(TEXTO FORNECIDO):
******************************

Bastidores

Um passeio pela Alemanha de Liesel Meminger

3 / abril / 2020

* Por Letícia V.

 

Quando você lê A menina que roubava livros pela primeira vez, constrói um retrato da Alemanha na cabeça: a estação de trem, as casas, as pessoas, as praças… Foi o que aconteceu comigo. Aos 13 anos, fui apresentada a Liesel e a uma Alemanha que combinava muito com a dos meus livros de História, mas que me tocava de uma maneira diferente. Aos 25, eu estava em pé no meio da praça onde o meu livro favorito começou.

Em 1933, Adolf Hitler foi nomeado chanceler da Alemanha e passou a ser a autoridade máxima do país. Diversos atos de censura resultaram dessa ascensão do Partido Nazista, mas um dos mais famosos foi a Bücherverbrennung, ou, em português, a queima de livros. As obras de autores perseguidos pelo regime ou que de alguma forma eram entendidas como “contra o ideal alemão” foram entregues pela população e atiradas em uma grande fogueira acesa na Opernplatz, em Berlim. Estima-se que mais de 20 mil livros tenham sido queimados naquela praça, incluindo os trabalhos de Albert Einstein, Sigmund Freud e Karl Marx. Esse atentado à cultura foi tão marcante que até hoje é retratado em livros, filmes e letras de música, um claro exemplo de erro do passado que não podemos deixar que se  repita no presente e no futuro.

******************************

(TAREFAS A RESOLVER):
a - Diga, por favor, se cada afirmação concorda com o texto sobre a Alemanha de Liesel Meminger: (i) o primeiro contato com Liesel aconteceu aos 13 anos; (ii) estima-se que menos de 10 mil livros foram queimados; (iii) a fogueira foi acesa em uma praça de Berlim. Responda sim ou não e cite as palavras exatas do texto que decidem cada caso.
b - Prolongue o texto sobre a Alemanha de Liesel Meminger, começando logo após a última frase dele.
Os itens a seguir vêm de outra fonte.

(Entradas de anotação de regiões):
******************************

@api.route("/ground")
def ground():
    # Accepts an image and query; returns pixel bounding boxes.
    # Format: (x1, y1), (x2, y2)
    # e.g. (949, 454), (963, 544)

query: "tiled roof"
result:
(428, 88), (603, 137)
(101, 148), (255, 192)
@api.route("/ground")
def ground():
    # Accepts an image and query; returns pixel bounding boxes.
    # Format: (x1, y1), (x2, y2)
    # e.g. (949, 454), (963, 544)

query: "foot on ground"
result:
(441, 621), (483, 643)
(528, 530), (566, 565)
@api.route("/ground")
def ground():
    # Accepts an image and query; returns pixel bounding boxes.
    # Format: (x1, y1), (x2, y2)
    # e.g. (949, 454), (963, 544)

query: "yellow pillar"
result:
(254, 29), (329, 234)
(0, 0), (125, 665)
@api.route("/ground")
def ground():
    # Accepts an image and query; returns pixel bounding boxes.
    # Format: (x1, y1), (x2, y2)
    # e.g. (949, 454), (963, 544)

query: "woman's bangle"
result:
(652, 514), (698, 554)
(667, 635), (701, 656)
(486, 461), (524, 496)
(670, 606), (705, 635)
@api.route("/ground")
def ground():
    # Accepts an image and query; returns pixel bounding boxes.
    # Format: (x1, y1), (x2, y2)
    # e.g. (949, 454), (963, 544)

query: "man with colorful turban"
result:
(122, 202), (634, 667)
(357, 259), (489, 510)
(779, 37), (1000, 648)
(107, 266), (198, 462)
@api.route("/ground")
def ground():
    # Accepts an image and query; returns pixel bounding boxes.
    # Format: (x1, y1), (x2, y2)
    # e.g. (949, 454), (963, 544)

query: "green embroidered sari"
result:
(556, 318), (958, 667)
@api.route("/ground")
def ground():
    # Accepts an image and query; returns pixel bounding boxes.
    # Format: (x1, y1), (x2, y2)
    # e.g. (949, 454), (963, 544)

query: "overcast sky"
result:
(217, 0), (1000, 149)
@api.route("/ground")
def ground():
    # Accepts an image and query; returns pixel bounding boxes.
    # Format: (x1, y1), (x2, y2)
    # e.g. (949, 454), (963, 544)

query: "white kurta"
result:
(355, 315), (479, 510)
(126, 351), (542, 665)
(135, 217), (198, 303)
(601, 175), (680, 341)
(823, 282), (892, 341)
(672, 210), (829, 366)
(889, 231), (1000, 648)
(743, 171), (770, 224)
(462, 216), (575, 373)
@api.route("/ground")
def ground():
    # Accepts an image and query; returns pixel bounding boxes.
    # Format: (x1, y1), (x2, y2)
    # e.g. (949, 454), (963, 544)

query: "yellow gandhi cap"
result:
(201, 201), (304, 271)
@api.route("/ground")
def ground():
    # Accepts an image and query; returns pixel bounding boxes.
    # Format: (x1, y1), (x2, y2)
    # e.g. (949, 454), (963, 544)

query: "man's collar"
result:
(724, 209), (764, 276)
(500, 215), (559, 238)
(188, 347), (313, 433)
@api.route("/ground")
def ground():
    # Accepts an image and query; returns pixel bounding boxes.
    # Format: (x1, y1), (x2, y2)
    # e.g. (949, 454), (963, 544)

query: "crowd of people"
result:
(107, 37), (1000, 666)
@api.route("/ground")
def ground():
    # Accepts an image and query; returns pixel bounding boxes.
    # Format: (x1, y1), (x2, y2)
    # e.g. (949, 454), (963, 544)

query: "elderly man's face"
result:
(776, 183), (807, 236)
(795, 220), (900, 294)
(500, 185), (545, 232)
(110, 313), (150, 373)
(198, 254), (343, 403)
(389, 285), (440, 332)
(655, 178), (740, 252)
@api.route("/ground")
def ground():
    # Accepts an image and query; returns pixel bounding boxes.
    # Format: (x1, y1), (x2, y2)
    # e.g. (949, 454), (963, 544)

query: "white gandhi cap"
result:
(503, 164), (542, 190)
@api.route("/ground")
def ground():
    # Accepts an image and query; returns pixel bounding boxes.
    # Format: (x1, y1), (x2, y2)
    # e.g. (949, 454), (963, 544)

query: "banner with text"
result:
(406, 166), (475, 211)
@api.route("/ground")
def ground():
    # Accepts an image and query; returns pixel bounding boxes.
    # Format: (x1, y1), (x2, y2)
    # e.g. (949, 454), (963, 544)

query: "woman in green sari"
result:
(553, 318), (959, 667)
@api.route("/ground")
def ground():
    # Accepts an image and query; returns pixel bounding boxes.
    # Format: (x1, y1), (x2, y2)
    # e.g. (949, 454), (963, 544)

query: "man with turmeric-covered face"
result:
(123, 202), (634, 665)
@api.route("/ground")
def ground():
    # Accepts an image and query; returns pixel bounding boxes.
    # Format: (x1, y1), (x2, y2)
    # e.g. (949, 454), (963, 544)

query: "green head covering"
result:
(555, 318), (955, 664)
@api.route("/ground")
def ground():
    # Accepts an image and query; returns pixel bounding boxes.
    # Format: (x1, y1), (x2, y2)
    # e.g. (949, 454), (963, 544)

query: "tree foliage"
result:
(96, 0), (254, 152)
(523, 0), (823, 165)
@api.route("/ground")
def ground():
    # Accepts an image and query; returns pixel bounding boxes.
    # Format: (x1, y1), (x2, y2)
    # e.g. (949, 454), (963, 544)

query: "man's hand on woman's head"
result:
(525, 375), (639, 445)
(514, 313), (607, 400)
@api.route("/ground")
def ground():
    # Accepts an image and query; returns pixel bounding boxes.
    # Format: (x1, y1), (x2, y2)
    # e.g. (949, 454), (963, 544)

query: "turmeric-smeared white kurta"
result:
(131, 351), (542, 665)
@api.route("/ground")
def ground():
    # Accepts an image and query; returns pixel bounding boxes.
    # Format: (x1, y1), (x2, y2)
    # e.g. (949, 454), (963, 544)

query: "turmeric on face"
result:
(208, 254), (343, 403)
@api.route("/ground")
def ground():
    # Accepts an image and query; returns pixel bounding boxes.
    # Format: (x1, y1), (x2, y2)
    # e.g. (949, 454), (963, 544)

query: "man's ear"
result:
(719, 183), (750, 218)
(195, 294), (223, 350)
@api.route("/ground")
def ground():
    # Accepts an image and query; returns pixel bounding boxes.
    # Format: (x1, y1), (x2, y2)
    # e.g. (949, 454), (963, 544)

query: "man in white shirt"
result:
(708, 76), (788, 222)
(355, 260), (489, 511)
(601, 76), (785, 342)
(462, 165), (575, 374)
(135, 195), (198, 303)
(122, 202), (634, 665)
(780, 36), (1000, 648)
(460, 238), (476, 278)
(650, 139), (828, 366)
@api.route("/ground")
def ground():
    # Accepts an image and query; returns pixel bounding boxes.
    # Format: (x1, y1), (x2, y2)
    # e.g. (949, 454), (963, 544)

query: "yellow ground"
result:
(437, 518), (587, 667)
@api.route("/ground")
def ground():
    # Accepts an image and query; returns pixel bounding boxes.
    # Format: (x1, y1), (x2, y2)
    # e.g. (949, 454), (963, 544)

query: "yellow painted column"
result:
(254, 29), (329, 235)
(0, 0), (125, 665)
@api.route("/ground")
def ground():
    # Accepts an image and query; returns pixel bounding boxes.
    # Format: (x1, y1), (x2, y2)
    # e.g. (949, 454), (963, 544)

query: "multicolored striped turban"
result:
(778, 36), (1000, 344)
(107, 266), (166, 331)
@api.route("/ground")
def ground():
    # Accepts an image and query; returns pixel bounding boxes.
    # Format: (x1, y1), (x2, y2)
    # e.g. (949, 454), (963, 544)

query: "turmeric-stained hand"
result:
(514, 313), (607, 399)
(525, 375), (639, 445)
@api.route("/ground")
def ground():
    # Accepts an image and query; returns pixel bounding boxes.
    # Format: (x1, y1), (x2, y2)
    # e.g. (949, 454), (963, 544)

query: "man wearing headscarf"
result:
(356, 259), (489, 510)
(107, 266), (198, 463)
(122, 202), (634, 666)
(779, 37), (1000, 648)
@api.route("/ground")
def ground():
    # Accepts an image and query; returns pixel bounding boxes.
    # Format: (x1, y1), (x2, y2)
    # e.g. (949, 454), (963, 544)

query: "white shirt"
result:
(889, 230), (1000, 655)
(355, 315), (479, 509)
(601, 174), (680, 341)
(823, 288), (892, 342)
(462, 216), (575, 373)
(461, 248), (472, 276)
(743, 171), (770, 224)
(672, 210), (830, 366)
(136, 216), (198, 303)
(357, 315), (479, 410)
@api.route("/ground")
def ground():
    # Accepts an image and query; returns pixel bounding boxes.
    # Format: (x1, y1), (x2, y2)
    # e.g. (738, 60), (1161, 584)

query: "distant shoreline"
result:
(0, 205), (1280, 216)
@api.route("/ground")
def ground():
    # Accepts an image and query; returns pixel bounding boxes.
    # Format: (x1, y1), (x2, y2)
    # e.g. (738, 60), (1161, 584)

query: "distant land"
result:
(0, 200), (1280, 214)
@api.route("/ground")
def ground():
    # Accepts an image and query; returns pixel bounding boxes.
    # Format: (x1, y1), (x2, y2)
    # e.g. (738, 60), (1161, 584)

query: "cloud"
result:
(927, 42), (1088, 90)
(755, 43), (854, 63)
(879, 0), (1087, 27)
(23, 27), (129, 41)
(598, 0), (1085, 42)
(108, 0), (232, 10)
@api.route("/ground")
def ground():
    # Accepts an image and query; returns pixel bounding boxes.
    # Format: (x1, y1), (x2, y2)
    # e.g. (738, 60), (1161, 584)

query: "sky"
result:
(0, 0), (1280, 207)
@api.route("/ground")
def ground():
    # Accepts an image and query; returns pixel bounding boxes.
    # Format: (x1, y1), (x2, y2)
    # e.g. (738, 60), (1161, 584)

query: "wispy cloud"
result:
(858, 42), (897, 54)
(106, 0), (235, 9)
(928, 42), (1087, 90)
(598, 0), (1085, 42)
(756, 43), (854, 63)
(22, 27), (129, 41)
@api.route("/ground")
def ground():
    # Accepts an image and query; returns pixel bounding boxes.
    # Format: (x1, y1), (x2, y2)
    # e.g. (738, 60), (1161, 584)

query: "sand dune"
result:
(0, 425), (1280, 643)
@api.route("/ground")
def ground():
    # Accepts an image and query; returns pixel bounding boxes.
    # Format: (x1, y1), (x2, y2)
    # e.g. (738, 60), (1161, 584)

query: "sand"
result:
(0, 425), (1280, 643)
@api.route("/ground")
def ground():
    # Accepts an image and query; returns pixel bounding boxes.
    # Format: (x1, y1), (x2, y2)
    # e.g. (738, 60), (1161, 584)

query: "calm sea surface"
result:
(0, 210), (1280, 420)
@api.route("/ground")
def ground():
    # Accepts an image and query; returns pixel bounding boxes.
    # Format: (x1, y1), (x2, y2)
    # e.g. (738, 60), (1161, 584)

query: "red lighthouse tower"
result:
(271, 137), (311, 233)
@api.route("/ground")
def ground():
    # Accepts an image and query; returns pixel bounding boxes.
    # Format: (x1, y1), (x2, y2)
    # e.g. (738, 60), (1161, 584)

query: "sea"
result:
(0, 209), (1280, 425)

******************************

(CONJUNTO DE RESPOSTAS):
a -
(i) Sim: "Aos 13 anos, fui apresentada a Liesel"
(ii) Não: "Estima-se que mais de 20 mil livros tenham sido queimados naquela praça"
(iii) Sim: "atiradas em uma grande fogueira acesa na Opernplatz, em Berlim"

b -
Motivada pela combinação das aulas de História da escola com a literatura e o cinema, preparei minha viagem a Berlim, coloquei a Liesel na mala e saí para explorar o lugar onde ela viveu. Dois passos pela capital alemã foram suficientes para uma constatação assombrosa: embora a célebre rua Himmel e a cidade de Molching sejam fictícias, a história é assustadoramente real. E toda essa realidade me atingiu em cheio quando, em um dos passeios aleatórios pelas ruas, me deparei com uma placa que dizia:

“No meio desta praça, em 10 de maio de 1933, estudantes nazistas queimaram as obras de centenas de escritores, publicitários, filósofos e cientistas.

Sem grandes aglomerações ou alarde, aquela praça despretensiosa cercada de prédios acadêmicos se revelou o palco de algo inesquecível. Com um novo nome, Bebelplatz, a única forma de entender tudo que ela representa é olhando para o chão, onde dois memoriais à Bücherverbrennung deixam todo mundo sem palavras. O primeiro deles é a placa em metal, que além dos dizeres acima trazia a citação de Henrich Heine: “Onde se queimam livros, acabam-se queimando pessoas.” O segundo era um vidro no chão através do qual se vê uma sala subterrânea de estantes com prateleiras vazias. Não havia placa ou explicação nessa parte, nem seria preciso.

(Fonte da foto)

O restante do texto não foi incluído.